START DATA ENTRIES
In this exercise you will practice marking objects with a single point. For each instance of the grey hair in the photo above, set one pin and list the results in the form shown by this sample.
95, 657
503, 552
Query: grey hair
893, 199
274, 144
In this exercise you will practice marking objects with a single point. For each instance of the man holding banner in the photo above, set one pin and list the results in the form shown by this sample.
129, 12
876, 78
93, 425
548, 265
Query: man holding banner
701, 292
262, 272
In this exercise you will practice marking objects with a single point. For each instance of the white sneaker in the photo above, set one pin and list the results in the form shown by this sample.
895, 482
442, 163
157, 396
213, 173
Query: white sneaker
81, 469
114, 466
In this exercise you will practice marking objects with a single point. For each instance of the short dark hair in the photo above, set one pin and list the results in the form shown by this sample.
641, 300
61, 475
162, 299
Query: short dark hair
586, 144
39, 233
END DATA ENTRIES
From the records above, extract everything verbatim.

In this exercise you will practice marking objects with a single point. For each instance of the grey hair in the photo above, set one pin and list the results in the form shown by this sample.
95, 657
503, 552
Query: grey hair
893, 199
274, 144
In this exercise you will practice marking objects with a single point. For each instance of the man holding banner in the photo above, set one pin and list the results in the form shown by this sample.
129, 12
876, 78
93, 425
548, 265
Query: man holding banner
701, 292
262, 272
In this exercise you will practice marking objects with a single point. For each instance of the white sneaker in the photo above, set one pin and list the results in the form shown by this sample.
895, 482
442, 163
157, 396
213, 173
Query: white sneaker
81, 469
114, 466
In this exercise you will practice marking objects with a single point. For each instance of the short dark hair in the photo above, set one pin and list the results in the form shown by this sample.
641, 300
61, 475
162, 299
Query: short dark hair
586, 144
39, 233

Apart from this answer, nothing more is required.